Go through the listing below. Copy each line that has the string "find".

▶ _Records provided_:
════════════════
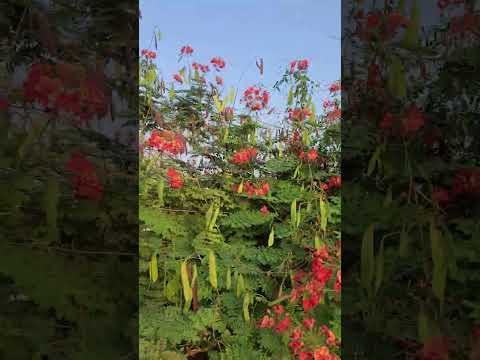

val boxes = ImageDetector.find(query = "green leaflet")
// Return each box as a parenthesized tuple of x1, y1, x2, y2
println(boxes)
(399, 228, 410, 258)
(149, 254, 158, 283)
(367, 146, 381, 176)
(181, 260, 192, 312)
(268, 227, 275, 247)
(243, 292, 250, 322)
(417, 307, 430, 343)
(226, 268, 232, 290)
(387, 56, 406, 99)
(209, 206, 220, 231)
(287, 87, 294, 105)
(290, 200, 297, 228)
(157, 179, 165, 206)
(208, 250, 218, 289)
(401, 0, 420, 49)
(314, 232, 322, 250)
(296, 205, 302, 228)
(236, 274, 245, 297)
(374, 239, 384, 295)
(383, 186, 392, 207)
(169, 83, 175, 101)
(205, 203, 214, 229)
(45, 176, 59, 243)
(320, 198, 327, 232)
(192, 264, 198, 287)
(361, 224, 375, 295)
════════════════
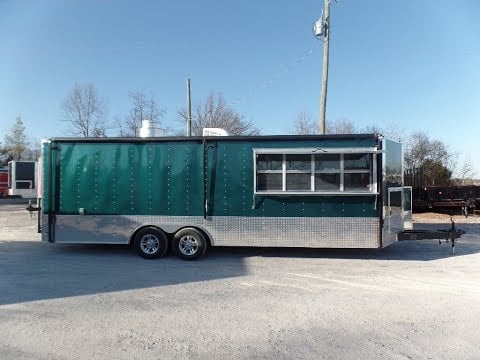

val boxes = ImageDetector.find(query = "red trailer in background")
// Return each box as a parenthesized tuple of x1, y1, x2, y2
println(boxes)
════════════════
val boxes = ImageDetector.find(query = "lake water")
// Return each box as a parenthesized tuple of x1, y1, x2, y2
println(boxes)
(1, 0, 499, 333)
════════════════
▶ _Task solution_:
val boxes = ImageDetector.find(query = "green leaflet")
val boxes = ImageDetector.find(query = "red trailer in background")
val boxes = ImageDetector.find(query = "lake water")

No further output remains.